* [TEXT SHOWN]:
— BEGIN —
# Yoshihiro Wa-Gyutos Back In Stock



## JBroida (Dec 1, 2011)

Yup... they're finally here (large shipment)... the yoshihiro stainless wa-gyutos are back in stock in all sizes from 210-300mm.

You can find them here:
Yoshihiro Stainless Wa-Gyutos @ JKI


----------



## Sarge (Dec 4, 2011)

Jon what do you know about the steel in these knives? Or atleast what can you tell us about the steel in these knives? What type basically is what I'm looking for?


----------



## JBroida (Dec 5, 2011)

Stainless steel...not powdered... 60hrc. Takes a pretty good edge for stainless, holds it decently well, and is pretty tough (it takes abuse well). A lot of pro cooks here in LA are using them now for those very reasons.
— END —
* [RECORD LIST]:
— BEGIN —
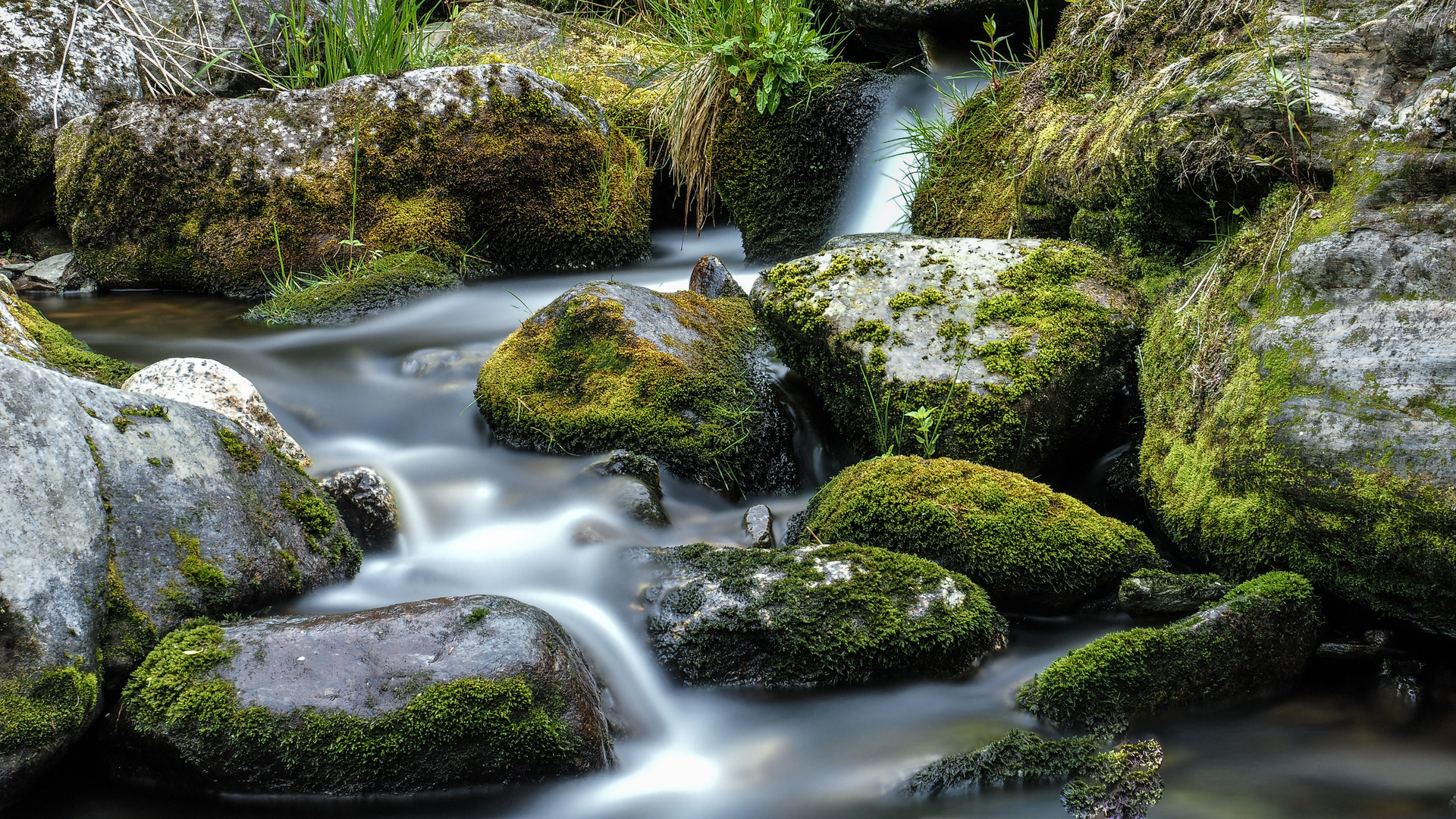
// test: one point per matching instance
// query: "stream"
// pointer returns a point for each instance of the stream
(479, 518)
— END —
— BEGIN —
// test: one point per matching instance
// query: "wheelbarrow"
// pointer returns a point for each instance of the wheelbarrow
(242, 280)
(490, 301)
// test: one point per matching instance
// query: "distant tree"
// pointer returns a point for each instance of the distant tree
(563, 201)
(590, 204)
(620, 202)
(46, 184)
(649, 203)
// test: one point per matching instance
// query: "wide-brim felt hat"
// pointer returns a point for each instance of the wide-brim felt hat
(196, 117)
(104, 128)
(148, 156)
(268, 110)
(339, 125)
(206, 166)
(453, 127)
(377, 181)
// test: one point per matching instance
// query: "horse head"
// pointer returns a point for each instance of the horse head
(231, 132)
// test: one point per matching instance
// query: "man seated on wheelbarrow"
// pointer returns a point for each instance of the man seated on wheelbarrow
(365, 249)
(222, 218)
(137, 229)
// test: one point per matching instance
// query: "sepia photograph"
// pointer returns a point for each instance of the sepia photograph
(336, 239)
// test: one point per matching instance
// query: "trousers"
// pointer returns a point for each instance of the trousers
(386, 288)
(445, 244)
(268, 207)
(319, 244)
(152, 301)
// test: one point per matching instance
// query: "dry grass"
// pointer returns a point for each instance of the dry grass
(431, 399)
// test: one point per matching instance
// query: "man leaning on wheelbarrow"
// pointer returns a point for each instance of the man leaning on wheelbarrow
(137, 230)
— END —
* [DIRECTIVES]:
A. In the Yoshihiro knife thread, what hardness does JBroida give for the steel in these knives?
B. Could you carry the Yoshihiro knife thread on past its last post?

* [FINAL ANSWERS]:
A. 60hrc

B.
I cant get quite as good of an edge off of them as i can my gesshin ginga, the edge retention is not quite as good as my INOX Honyaki (which holds an edge pretty well considering how thin it is), and the toughness is not as good as an a-type, but its a good balance in all areas. Not too thick, not too thin. Not too hard, not too soft... well you get the point.

As for specific steel type, i cant say. Sorry.


----------



## Sarge (Dec 5, 2011)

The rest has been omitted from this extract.